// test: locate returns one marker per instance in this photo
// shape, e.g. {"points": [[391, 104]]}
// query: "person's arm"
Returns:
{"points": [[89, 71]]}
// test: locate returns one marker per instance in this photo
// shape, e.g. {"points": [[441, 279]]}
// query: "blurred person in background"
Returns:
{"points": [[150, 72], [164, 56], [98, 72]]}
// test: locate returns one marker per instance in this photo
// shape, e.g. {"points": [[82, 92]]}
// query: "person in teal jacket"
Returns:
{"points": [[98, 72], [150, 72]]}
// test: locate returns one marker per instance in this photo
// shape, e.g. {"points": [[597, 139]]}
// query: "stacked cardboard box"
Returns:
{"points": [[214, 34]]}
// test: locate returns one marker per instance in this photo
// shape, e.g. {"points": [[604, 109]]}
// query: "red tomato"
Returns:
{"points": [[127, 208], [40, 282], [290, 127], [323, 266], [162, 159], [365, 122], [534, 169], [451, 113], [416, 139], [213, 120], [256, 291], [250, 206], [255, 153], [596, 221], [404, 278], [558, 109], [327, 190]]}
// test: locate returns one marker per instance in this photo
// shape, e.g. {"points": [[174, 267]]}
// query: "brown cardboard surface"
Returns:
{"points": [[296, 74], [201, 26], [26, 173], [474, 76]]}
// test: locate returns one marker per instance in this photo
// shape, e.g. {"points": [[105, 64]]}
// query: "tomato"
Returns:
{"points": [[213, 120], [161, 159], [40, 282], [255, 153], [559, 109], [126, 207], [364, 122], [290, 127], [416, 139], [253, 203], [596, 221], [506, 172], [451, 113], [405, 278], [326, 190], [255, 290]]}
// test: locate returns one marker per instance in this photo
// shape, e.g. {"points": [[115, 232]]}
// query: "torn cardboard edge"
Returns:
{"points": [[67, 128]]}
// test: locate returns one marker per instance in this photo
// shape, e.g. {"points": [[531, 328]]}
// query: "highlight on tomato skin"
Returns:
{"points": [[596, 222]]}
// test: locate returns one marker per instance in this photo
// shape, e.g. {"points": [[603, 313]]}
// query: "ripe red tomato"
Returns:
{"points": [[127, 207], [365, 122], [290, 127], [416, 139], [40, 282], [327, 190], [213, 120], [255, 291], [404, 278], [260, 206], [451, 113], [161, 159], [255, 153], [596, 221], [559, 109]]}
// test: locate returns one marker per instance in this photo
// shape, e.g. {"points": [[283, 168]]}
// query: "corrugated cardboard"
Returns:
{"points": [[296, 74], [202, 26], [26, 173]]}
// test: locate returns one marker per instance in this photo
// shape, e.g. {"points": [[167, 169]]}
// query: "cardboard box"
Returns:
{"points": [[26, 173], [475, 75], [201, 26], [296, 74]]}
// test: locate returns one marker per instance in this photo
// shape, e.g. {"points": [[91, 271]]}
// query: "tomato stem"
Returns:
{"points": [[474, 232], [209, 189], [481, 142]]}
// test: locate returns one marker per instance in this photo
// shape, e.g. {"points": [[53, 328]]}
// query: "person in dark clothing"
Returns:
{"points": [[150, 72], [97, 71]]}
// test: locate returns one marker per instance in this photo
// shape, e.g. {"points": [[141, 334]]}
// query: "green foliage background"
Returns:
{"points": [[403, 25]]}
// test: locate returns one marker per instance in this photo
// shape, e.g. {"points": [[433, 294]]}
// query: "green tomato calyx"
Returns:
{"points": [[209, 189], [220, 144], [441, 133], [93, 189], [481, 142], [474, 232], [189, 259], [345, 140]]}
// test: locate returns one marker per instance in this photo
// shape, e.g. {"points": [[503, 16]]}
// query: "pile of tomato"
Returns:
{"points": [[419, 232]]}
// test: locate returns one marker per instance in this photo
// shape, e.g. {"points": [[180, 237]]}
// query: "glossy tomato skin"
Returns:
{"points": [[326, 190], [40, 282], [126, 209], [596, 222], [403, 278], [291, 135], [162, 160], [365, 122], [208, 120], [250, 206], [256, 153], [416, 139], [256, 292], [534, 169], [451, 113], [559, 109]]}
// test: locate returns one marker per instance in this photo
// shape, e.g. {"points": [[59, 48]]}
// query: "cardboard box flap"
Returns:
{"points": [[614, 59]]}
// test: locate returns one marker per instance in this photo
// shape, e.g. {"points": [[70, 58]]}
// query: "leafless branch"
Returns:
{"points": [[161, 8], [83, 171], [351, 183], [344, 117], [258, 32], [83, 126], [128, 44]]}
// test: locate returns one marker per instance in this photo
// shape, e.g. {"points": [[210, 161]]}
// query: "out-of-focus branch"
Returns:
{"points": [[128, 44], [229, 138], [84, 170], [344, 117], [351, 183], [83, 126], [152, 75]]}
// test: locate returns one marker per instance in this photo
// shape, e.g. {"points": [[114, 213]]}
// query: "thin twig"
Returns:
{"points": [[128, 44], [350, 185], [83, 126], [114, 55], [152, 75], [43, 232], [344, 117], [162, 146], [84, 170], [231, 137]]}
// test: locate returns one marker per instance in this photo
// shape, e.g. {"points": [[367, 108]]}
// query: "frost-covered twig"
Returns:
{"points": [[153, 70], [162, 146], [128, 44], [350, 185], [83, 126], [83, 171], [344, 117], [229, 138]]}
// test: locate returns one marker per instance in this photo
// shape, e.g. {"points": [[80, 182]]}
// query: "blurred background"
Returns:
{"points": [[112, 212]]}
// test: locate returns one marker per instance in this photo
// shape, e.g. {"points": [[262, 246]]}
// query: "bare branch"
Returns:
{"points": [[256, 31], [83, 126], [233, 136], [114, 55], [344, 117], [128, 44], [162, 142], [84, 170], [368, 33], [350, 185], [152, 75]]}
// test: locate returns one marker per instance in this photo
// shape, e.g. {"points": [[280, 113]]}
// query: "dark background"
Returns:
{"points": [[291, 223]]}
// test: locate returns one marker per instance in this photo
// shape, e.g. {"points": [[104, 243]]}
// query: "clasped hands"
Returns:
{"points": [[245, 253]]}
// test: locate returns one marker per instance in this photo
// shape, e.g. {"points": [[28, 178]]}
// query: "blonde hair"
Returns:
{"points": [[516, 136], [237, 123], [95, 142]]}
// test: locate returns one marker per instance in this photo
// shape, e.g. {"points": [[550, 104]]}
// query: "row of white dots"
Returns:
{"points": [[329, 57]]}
---*---
Write out the full listing, keeping every line exactly as it is.

// test: locate returns one marker per instance in this photo
// shape, e.g. {"points": [[391, 104]]}
// query: "person's arm"
Returns:
{"points": [[89, 71]]}
// test: locate returns one marker per instance in this photo
// shape, e.g. {"points": [[441, 279]]}
// query: "blurred person in background"
Returns:
{"points": [[150, 72], [164, 56], [98, 72]]}
// test: locate returns one marker per instance in this photo
// shape, e.g. {"points": [[82, 92]]}
// query: "person in teal jacket"
Returns:
{"points": [[98, 72], [150, 72]]}
// test: locate returns one marker per instance in this photo
// shape, e.g. {"points": [[597, 139]]}
// query: "stacked cardboard box"
Returns:
{"points": [[214, 34]]}
// test: locate returns one marker per instance in this photo
// shape, e.g. {"points": [[604, 109]]}
// query: "red tomato"
Returns:
{"points": [[127, 208], [40, 282], [290, 127], [323, 266], [162, 159], [365, 122], [534, 169], [451, 113], [416, 139], [213, 120], [256, 291], [250, 206], [255, 153], [596, 221], [404, 278], [558, 109], [327, 190]]}
// test: locate returns one marker per instance in this photo
// shape, e.g. {"points": [[174, 267]]}
// query: "brown cardboard surface"
Returns:
{"points": [[296, 74], [201, 26], [26, 173], [474, 76]]}
// test: locate returns one marker per instance in this photo
// shape, e.g. {"points": [[105, 64]]}
// query: "tomato"
Returns:
{"points": [[213, 120], [161, 159], [40, 282], [255, 153], [559, 109], [126, 207], [364, 122], [290, 127], [416, 139], [253, 203], [596, 221], [506, 172], [451, 113], [405, 278], [326, 190], [255, 290]]}
// test: locate returns one marker per instance in this photo
// shape, e.g. {"points": [[115, 232]]}
// query: "torn cardboard edge"
Returns:
{"points": [[67, 128]]}
// test: locate returns one marker per instance in this photo
// shape, e.g. {"points": [[531, 328]]}
// query: "highlight on tomato skin"
Returns:
{"points": [[596, 222]]}
// test: locate returns one marker per instance in this photo
// shape, e.g. {"points": [[603, 313]]}
// query: "ripe red tomato"
Returns:
{"points": [[127, 207], [365, 122], [290, 127], [416, 139], [40, 282], [327, 190], [213, 120], [255, 291], [404, 278], [260, 206], [451, 113], [161, 159], [255, 153], [596, 221], [559, 109]]}
// test: locate returns one marker per instance in this photo
// shape, e.g. {"points": [[283, 168]]}
// query: "corrugated cardboard"
Returns:
{"points": [[296, 74], [202, 26], [26, 173]]}
// test: locate returns one marker per instance in this photo
// shape, e.g. {"points": [[167, 169]]}
// query: "cardboard box"
Returns:
{"points": [[26, 173], [475, 75], [201, 26], [296, 74]]}
// test: locate returns one marker per instance in this photo
// shape, e.g. {"points": [[91, 271]]}
// query: "tomato stem"
Returns:
{"points": [[474, 232], [209, 189], [481, 142]]}
// test: locate returns one marker per instance in this photo
// shape, e.g. {"points": [[53, 328]]}
// query: "person in dark clothing"
Returns:
{"points": [[150, 72], [97, 71]]}
// test: locate returns one marker per instance in this photo
// shape, e.g. {"points": [[141, 334]]}
// query: "green foliage background"
Returns:
{"points": [[403, 25]]}
// test: locate returns one marker per instance in this photo
// shape, e.g. {"points": [[433, 294]]}
// query: "green tomato calyx"
Returns:
{"points": [[209, 189], [220, 144], [441, 133], [93, 189], [481, 142], [474, 232], [189, 259], [345, 140]]}
// test: locate returns one marker per instance in this photo
// shape, e.g. {"points": [[503, 16]]}
// query: "pile of tomato"
Returns:
{"points": [[419, 232]]}
// test: locate returns one marker per instance in this photo
// shape, e.g. {"points": [[180, 237]]}
// query: "glossy tomato skin"
Returns:
{"points": [[326, 190], [40, 282], [126, 209], [596, 222], [403, 278], [291, 135], [162, 160], [365, 122], [208, 120], [250, 206], [256, 153], [416, 139], [256, 292], [534, 169], [451, 113], [559, 109]]}
// test: locate returns one marker per instance in this photo
// shape, e.g. {"points": [[59, 48]]}
// query: "cardboard box flap"
Returns:
{"points": [[614, 59]]}
// test: locate returns one marker per instance in this photo
// shape, e.g. {"points": [[70, 58]]}
// query: "leafless branch"
Returns:
{"points": [[161, 8], [83, 171], [351, 183], [344, 117], [258, 32], [83, 126], [128, 44]]}
// test: locate returns one marker per instance in this photo
// shape, e.g. {"points": [[210, 161]]}
// query: "out-of-focus branch"
Returns:
{"points": [[128, 44], [229, 138], [84, 170], [344, 117], [351, 183], [83, 126], [152, 75]]}
// test: locate returns one marker per instance in this photo
// shape, e.g. {"points": [[114, 213]]}
// query: "thin twig"
Returns:
{"points": [[128, 44], [350, 185], [83, 126], [114, 55], [152, 75], [43, 232], [344, 117], [162, 146], [84, 170], [231, 137]]}
// test: locate returns one marker per instance in this photo
// shape, e.g. {"points": [[367, 108]]}
// query: "frost-covered twig"
Returns:
{"points": [[153, 70], [162, 146], [128, 44], [350, 185], [83, 126], [83, 171], [344, 117], [229, 138]]}
// test: locate returns one marker per instance in this photo
// shape, e.g. {"points": [[80, 182]]}
// query: "blurred background"
Returns:
{"points": [[112, 212]]}
// test: locate returns one marker per instance in this photo
// shape, e.g. {"points": [[262, 246]]}
// query: "bare branch"
Returns:
{"points": [[256, 31], [83, 126], [233, 136], [114, 55], [344, 117], [128, 44], [162, 142], [84, 170], [368, 33], [350, 185], [152, 75]]}
// test: locate returns one marker per instance in this photo
// shape, e.g. {"points": [[280, 113]]}
// query: "dark background"
Returns:
{"points": [[291, 223]]}
// test: locate returns one marker per instance in this photo
// shape, e.g. {"points": [[104, 243]]}
// query: "clasped hands"
Returns:
{"points": [[245, 253]]}
// test: locate returns one marker per instance in this photo
// shape, e.g. {"points": [[28, 178]]}
// query: "blonde hair"
Returns:
{"points": [[516, 136], [237, 123], [95, 142]]}
// test: locate returns one marker per instance in this photo
// shape, e.g. {"points": [[550, 104]]}
// query: "row of white dots"
Returns:
{"points": [[329, 57]]}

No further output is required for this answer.